Segment Anything Across Shots: A Method and Benchmark¶
Conference: AAAI 2026 arXiv: 2511.13715 Code: https://henghuiding.com/SAAS/ Area: Segmentation Keywords: multi-shot video segmentation, SAM2, data augmentation, shot transition detection, benchmark
TL;DR¶
This paper proposes SAAS, a method for Multi-shot Video Object Segmentation (MVOS), along with the Cut-VOS benchmark. SAAS achieves robust cross-shot segmentation via transition-simulating data augmentation (TMA), shot transition detection and understanding modules (TDM+TCH), and a local memory bank.
Background & Motivation¶
Semi-supervised Video Object Segmentation (VOS) tracks and segments target objects in subsequent frames given a mask in the first frame. However, existing methods (XMem, Cutie, SAM2, etc.) almost exclusively focus on single-shot videos, neglecting the prevalence of multi-shot videos in real-world scenarios—creating a significant gap between academic research and practical deployment.
Core Challenges in Multi-Shot Videos¶
Shot transitions in multi-shot videos introduce drastic changes in target appearance, spatial position, and background: - SAM2-B+ suffers a 21.4% drop in \(\mathcal{J\&F}\) on the multi-shot benchmark Cut-VOS compared to the single-shot benchmark MOSE. - On transition types such as delayed cut in, close-up view, and scene change, SAM2's tracking accuracy falls below 27%. - Existing methods can detect target disappearance but fail to correctly re-associate the target upon reappearance.
Insufficiency of Data and Benchmarks¶
- The only existing MVOS dataset, YouMVOS, has numerous shortcomings: sparse shot transitions, limited object categories (predominantly people), and unreleased mask annotations.
- The lack of native multi-shot training data hinders model development.
- No benchmark adequately reflects the challenges of multi-shot segmentation.
The authors address these issues via: (1) TMA, a strategy for synthesizing multi-shot training samples from single-shot data; (2) the SAAS model with dedicated modules for detecting and understanding shot transitions; and (3) the Cut-VOS benchmark for evaluating cross-shot segmentation.
Method¶
Overall Architecture¶
SAAS is built upon SAM2 and introduces three novel components:
- Transition-Simulating Data Augmentation (TMA): A training strategy that synthesizes multi-shot training samples from single-shot data.

AVAILABLE RECORDS
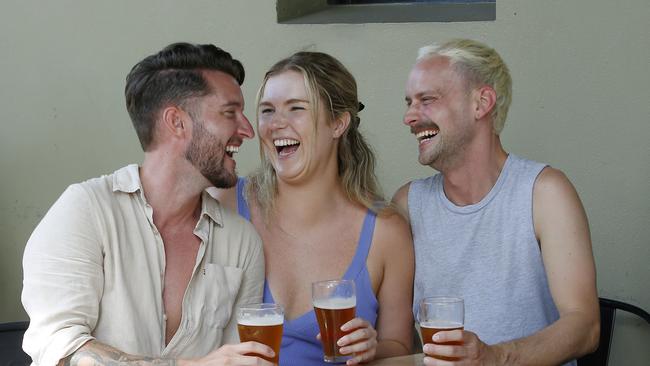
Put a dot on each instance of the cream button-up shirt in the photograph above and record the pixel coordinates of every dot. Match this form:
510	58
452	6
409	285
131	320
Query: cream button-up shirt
94	269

INSTRUCTIONS
A. Repeat verbatim the part of the paper summary from "Insufficiency of Data" to "from single-shot data.".
B. Reproduce the records above line for line and without alteration, leaving out the picture.
The records bear no relation to the paper summary.

TASK RESULTS
A.
Insufficiency of Data and Benchmarks¶
- The only existing MVOS dataset, YouMVOS, has numerous shortcomings: sparse shot transitions, limited object categories (predominantly people), and unreleased mask annotations.
- The lack of native multi-shot training data hinders model development.
- No benchmark adequately reflects the challenges of multi-shot segmentation.
The authors address these issues via: (1) TMA, a strategy for synthesizing multi-shot training samples from single-shot data; (2) the SAAS model with dedicated modules for detecting and understanding shot transitions; and (3) the Cut-VOS benchmark for evaluating cross-shot segmentation.
Method¶
Overall Architecture¶
SAAS is built upon SAM2 and introduces three novel components:
- Transition-Simulating Data Augmentation (TMA): A training strategy that synthesizes multi-shot training samples from single-shot data.

B.
Put a dot on each instance of the cream button-up shirt in the photograph above and record the pixel coordinates of every dot. Match this form:
510	58
452	6
409	285
131	320
Query: cream button-up shirt
94	269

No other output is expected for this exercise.